§ TEXT BLOCK

— BEGIN —

Skip to Main Content

Is Your Organization Focused on the Right Accounts?

Using K-Means Clustering to Build Potential-Based Segments

The Four “R’s”

All commercial organizations are faced with the questions of “are we focused on the ‘right’ customers, with the ‘right’ coverage, with the ‘right’ message, at the ‘right’ time?” Historically most businesses answered these questions based on the opinion of Product Marketing “gut feel” or by converting business logic into simplistic scoring models. The most sophisticated go-to-market (GTM) organization built multi-variable regression models to get powerful, predictive insights about the underlying potential of each customer. However, this process required significant translation between highly technical data scientists and revenue leaders who were closer to the business.

— END —

Region labeling items
— BEGIN —

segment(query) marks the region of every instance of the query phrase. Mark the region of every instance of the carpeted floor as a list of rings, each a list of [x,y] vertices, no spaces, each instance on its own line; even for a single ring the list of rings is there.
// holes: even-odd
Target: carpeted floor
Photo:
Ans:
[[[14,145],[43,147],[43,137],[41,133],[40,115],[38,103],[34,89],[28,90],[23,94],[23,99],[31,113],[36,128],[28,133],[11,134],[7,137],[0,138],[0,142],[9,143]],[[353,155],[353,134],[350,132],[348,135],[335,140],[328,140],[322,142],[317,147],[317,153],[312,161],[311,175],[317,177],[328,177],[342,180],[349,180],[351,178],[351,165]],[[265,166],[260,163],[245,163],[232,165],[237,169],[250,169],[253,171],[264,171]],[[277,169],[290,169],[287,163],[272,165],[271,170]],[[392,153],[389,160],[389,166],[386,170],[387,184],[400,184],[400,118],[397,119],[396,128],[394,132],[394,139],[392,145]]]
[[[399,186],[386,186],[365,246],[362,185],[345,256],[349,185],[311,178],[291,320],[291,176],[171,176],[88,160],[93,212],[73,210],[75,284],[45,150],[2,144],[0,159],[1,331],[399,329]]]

— END —

§ WHAT THE TASK REQUIRES
Using the text on account segmentation, answer these questions:
(a) Which clustering method does its heading name for building potential-based segments?
(b) What did the most sophisticated go-to-market organizations build?
(c) Between which two groups did that process require significant translation?
The records play no part in the work that comes next.

§ ANSWER FOR THIS EXERCISE
(a) K-Means clustering
(b) Multi-variable regression models
(c) Highly technical data scientists and revenue leaders who were closer to the business